▸ Required action: Print, exactly as given, each line of the data from the line containing "Example prompt: street lamp post" up to and including its last line.

━━━ Extracted entries ━━━

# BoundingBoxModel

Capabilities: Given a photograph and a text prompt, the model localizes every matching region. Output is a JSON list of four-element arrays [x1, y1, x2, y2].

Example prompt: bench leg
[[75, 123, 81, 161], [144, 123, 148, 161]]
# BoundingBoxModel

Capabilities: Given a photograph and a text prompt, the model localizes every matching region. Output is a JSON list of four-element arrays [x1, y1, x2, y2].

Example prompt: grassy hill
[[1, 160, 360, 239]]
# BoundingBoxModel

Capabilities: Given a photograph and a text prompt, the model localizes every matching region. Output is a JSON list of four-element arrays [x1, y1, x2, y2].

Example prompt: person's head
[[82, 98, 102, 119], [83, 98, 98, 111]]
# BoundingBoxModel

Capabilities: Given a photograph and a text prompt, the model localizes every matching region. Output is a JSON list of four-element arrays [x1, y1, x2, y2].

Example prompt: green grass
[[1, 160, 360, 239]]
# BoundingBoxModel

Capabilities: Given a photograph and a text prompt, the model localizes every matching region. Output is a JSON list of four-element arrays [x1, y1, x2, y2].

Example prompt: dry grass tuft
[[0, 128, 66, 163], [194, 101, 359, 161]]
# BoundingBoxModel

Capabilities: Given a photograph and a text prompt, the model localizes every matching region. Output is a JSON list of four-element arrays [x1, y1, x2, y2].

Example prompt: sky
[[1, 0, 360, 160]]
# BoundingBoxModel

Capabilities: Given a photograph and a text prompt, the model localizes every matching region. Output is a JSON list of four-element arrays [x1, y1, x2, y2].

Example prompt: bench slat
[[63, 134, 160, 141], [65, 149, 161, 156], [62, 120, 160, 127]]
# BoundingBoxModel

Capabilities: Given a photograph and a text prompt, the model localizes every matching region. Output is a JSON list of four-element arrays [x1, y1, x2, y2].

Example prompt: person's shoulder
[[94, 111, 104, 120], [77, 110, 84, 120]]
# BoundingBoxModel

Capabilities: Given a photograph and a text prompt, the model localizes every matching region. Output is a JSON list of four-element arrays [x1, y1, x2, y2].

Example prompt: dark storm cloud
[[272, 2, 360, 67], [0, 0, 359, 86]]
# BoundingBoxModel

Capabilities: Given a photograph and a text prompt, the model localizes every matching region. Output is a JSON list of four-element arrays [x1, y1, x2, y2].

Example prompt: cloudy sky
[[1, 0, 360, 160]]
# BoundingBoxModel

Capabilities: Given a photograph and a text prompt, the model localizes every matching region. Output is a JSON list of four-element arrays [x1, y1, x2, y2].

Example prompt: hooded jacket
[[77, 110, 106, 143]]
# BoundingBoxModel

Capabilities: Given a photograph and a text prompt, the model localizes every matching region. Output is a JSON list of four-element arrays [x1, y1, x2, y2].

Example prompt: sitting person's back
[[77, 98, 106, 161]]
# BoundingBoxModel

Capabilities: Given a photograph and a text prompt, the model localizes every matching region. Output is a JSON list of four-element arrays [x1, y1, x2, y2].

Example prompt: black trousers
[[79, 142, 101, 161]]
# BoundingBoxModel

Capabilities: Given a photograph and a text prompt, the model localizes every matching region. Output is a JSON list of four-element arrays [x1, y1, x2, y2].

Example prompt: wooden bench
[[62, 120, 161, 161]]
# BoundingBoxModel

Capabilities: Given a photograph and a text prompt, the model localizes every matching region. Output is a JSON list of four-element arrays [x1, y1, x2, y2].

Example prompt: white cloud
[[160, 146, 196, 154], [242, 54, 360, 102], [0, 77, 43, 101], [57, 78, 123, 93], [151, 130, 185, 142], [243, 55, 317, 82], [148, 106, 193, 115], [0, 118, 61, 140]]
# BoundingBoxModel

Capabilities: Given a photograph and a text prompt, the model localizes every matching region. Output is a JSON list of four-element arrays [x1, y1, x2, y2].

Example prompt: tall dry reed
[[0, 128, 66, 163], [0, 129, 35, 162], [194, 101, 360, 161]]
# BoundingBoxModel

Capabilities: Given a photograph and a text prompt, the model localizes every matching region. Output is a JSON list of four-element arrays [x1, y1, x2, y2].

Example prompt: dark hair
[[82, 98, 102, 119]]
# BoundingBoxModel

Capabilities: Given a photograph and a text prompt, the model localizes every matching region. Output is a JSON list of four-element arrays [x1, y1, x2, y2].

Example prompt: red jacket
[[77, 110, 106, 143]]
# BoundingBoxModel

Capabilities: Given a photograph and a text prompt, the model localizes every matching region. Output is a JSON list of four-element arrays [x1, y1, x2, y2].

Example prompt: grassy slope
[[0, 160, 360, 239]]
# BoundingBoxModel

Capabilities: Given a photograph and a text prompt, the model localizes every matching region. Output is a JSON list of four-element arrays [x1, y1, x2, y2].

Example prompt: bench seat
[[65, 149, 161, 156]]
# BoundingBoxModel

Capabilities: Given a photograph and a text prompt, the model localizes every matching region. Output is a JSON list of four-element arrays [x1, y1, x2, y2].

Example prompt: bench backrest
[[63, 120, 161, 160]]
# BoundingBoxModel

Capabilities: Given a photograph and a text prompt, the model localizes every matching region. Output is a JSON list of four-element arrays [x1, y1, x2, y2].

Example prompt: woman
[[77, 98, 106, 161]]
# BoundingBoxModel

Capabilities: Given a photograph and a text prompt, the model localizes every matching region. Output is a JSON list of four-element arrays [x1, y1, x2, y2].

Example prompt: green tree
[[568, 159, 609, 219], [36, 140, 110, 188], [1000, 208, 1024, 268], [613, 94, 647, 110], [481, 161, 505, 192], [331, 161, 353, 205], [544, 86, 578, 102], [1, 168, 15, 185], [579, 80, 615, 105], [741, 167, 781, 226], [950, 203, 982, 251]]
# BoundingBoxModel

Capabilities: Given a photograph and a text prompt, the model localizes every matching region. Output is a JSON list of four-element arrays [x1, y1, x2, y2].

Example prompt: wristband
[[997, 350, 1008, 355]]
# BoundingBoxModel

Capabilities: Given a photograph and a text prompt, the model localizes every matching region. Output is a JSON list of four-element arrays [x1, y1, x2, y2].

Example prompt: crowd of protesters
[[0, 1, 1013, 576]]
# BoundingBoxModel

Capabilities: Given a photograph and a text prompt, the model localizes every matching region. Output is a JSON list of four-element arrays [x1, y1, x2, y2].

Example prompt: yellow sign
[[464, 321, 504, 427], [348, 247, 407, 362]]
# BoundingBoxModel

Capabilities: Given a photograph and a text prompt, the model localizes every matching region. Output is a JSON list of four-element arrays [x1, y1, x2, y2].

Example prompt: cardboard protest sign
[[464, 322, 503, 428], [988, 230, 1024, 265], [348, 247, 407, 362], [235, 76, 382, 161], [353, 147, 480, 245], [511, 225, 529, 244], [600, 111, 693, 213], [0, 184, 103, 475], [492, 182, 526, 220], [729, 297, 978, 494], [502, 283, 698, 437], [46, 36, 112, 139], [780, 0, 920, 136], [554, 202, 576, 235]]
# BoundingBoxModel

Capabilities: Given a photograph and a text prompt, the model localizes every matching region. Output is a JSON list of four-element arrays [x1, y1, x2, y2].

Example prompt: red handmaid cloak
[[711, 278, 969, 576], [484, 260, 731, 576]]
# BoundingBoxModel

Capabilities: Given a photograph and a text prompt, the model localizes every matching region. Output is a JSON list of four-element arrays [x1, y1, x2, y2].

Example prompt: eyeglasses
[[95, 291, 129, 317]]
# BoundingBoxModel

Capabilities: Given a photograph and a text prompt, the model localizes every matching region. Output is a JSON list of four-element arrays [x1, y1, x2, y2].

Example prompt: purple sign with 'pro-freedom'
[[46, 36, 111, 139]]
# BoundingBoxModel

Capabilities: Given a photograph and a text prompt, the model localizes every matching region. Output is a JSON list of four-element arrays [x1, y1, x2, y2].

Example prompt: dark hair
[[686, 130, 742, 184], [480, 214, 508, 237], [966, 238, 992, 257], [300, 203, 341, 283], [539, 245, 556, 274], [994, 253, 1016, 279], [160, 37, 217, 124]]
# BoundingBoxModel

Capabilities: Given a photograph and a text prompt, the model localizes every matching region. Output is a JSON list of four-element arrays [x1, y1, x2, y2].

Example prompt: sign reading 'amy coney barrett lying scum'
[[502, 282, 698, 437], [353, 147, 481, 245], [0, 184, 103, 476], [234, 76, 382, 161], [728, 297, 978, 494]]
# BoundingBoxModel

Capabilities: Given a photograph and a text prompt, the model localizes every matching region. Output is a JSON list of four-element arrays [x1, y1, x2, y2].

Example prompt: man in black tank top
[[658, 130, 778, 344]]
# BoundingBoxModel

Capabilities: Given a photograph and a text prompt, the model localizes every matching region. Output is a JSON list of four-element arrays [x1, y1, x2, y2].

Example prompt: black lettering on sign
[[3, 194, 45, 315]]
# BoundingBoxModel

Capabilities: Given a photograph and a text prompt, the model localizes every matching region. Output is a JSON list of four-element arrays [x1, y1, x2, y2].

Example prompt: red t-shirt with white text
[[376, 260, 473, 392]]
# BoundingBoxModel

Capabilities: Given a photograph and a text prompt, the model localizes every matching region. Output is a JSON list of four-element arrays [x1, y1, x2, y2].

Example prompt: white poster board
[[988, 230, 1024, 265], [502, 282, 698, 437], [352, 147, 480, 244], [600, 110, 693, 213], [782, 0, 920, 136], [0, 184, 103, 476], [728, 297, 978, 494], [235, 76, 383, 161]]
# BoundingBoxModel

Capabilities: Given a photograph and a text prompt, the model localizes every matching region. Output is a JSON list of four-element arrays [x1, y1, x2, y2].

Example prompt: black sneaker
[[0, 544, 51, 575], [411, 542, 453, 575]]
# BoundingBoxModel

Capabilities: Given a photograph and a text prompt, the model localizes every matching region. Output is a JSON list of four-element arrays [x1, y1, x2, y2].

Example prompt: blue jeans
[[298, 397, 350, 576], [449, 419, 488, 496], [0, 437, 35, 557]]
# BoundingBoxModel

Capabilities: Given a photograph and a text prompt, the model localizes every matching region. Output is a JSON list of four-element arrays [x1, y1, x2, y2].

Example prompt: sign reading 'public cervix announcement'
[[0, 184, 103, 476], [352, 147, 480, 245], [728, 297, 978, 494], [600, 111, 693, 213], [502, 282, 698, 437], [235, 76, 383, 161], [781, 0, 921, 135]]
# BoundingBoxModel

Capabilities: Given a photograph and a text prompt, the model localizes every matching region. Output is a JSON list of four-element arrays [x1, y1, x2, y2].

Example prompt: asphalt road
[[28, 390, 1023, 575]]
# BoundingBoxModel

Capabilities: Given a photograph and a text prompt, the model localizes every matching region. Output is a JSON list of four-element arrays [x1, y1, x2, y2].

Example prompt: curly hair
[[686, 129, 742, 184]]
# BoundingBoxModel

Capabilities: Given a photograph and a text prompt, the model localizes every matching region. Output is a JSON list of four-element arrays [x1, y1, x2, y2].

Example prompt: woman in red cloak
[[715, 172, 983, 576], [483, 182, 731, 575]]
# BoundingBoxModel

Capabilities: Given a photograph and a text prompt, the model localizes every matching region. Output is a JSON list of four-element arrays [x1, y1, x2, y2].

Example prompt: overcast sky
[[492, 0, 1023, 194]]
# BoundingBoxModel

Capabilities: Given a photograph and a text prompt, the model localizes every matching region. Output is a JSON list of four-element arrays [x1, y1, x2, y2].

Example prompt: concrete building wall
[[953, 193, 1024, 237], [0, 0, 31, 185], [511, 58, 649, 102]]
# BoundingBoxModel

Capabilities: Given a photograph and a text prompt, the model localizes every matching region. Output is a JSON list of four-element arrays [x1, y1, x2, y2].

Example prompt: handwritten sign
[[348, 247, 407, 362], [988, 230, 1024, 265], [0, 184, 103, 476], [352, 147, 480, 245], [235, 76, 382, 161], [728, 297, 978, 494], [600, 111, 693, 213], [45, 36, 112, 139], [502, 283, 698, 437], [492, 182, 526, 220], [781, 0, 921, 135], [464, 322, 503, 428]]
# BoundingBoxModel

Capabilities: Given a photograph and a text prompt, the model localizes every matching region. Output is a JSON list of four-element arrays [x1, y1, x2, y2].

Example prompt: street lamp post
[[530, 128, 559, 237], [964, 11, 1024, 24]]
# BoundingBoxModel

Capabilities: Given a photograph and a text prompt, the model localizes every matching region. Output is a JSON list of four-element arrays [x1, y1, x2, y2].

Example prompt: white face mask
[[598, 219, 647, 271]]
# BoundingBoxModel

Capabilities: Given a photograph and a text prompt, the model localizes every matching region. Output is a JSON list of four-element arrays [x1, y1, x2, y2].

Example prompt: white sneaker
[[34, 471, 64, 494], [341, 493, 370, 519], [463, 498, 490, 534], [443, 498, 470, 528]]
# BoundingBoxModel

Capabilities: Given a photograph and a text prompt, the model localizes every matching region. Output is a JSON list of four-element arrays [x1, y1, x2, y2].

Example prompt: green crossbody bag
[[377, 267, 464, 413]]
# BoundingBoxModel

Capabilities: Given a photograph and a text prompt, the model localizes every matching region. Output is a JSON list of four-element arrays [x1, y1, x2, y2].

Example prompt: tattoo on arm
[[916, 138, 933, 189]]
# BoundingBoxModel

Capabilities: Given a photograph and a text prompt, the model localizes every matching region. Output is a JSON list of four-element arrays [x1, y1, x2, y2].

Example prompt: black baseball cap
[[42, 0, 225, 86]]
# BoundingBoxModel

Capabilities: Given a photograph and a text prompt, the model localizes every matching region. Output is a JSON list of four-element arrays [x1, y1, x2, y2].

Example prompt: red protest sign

━━━

▸ Written response:
Example prompt: street lamp post
[[530, 128, 559, 237], [964, 11, 1024, 24]]
# BoundingBoxModel

Capabilities: Given a photograph and a text prompt, the model localizes every matching region. Output is a JSON list of four-element arrays [x1, y1, x2, y2].

Example prompt: white face mask
[[598, 219, 647, 271]]
# BoundingBoxModel

Capabilities: Given a photograph and a text prompt, the model localizes every matching region. Output is a JSON list of four-element arrays [x1, y1, x2, y2].

Example prompt: white sneaker
[[34, 471, 64, 494], [341, 493, 370, 519], [463, 498, 490, 534], [443, 498, 470, 528]]
# BoundingBoxModel

Capabilities: Given a photograph and a text prompt, the model localizes every matching region. Output is a JSON list of four-element arrays [x1, y1, x2, y2].

Example prompt: green crossbody bag
[[377, 267, 464, 413]]
# BoundingBoxModel

Capabilities: Given a photograph and a text prompt, the model localizes every matching region. Output is a JSON list of four-element arrays [x1, y1, x2, y2].

Example prompt: tattoo on arm
[[916, 138, 933, 189]]
# BoundingBoxModel

Capabilities: Given a photograph and a text prompt, the model localizes every matching region. Output is a JSON list of four-element arrays [x1, y1, x2, y2].

Example prompt: black baseball cap
[[42, 0, 225, 86]]
# BoundingBoxModel

Capabilities: Given a photograph and a text prompt, the model localizes every matching region. Output is a JSON list of four-element arrays [x1, y1, x2, y2].

Example prompt: red protest sign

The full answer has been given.